**Supplied passage**
“The World Health Organization has just announced an alert for what they call Disease X. This is to warn us to be aware of the arrival of something we haven’t seen before. It could be the result of a pathogen jumping from animal to human.”
That’s what we said two years ago in “Cities at Risk,” a short video on our YouTube channel. It was part of a series on global existential threats and focused on the burgeoning growth of cities, their food and water insecurities, and problems of pollution, waste and ill health. The last category included the possibility of global health crises: “Imagine if an equivalent pandemic [to the 1918–20 flu] would break out today, when international travel is so immediate and frequent.”
And here we are, a century later, at war with the novel coronavirus that may sicken the world for at least another two years.
Aside from the biblical understanding that disease epidemics are forecast, did we have some specific knowledge, or is it that we were listening to the concerned voices of those at the forefront of existential risk assessment?

**Records shown**

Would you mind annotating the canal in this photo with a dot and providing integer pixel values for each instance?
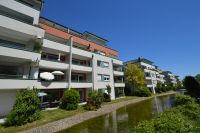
(124, 119)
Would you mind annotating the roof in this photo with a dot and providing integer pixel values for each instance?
(140, 60)
(88, 33)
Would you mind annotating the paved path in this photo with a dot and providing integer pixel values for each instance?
(73, 120)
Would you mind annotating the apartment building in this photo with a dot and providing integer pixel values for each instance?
(170, 77)
(153, 75)
(38, 53)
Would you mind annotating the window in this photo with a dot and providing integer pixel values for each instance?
(102, 64)
(106, 78)
(103, 77)
(99, 77)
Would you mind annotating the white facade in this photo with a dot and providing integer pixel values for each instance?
(152, 74)
(21, 64)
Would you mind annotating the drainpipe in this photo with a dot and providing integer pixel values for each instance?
(70, 62)
(92, 72)
(153, 89)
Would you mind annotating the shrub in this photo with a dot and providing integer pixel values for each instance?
(172, 121)
(70, 100)
(191, 110)
(159, 87)
(192, 86)
(106, 97)
(25, 109)
(183, 99)
(143, 92)
(94, 100)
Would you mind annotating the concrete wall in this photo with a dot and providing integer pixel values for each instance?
(19, 7)
(7, 100)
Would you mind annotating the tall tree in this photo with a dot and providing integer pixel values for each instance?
(197, 77)
(192, 86)
(134, 76)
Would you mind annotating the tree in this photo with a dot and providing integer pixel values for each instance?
(192, 86)
(197, 77)
(134, 76)
(25, 109)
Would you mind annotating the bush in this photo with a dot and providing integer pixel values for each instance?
(143, 92)
(183, 99)
(94, 100)
(106, 97)
(25, 109)
(192, 86)
(145, 127)
(70, 100)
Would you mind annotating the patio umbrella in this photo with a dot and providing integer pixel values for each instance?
(57, 73)
(41, 94)
(47, 76)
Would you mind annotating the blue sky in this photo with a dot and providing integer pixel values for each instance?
(164, 31)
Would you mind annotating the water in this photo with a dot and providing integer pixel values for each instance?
(124, 119)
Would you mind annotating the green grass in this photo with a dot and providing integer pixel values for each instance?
(47, 116)
(120, 100)
(54, 115)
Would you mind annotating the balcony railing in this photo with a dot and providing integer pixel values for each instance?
(54, 60)
(81, 81)
(78, 64)
(18, 77)
(14, 45)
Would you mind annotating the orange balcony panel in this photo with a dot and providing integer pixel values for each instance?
(62, 34)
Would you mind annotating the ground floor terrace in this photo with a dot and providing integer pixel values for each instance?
(58, 119)
(49, 98)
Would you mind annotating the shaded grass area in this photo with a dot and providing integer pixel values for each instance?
(47, 116)
(57, 114)
(54, 115)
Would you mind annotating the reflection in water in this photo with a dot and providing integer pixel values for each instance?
(125, 118)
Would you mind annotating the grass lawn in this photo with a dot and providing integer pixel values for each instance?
(54, 115)
(47, 116)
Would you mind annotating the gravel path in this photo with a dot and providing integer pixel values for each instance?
(73, 120)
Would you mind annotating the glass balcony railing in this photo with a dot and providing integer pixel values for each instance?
(20, 77)
(54, 60)
(79, 64)
(13, 45)
(81, 81)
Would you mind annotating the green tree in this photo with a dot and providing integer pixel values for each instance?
(192, 86)
(25, 109)
(134, 76)
(197, 77)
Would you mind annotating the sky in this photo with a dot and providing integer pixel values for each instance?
(164, 31)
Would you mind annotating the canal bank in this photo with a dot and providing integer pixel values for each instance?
(71, 121)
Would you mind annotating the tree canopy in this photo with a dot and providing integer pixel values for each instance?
(134, 76)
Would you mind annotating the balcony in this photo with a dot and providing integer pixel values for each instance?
(16, 83)
(52, 64)
(81, 52)
(81, 84)
(117, 62)
(16, 28)
(119, 84)
(13, 6)
(10, 50)
(51, 84)
(55, 45)
(118, 73)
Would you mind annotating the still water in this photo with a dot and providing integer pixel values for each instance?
(124, 119)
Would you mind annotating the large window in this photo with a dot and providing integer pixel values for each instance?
(102, 64)
(102, 77)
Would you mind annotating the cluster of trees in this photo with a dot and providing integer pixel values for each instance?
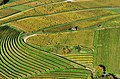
(3, 2)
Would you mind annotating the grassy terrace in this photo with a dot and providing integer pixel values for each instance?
(38, 39)
(19, 62)
(107, 49)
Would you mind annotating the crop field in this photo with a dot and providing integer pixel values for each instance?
(107, 49)
(68, 39)
(59, 39)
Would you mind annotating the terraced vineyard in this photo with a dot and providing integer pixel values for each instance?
(59, 39)
(19, 62)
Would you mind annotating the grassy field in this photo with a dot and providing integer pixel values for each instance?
(56, 39)
(107, 49)
(67, 39)
(24, 63)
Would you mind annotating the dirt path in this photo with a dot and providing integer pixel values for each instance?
(26, 37)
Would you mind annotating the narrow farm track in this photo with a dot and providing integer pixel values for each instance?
(20, 18)
(20, 60)
(15, 14)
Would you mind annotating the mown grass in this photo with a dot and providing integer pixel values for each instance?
(84, 38)
(24, 61)
(107, 49)
(36, 23)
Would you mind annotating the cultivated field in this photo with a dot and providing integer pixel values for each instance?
(107, 43)
(59, 39)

**What to work on**
Set down, word for word, the part of the Disease X passage that opens with the words containing "Aside from the" and closes with "existential risk assessment?".

**Result of the task**
Aside from the biblical understanding that disease epidemics are forecast, did we have some specific knowledge, or is it that we were listening to the concerned voices of those at the forefront of existential risk assessment?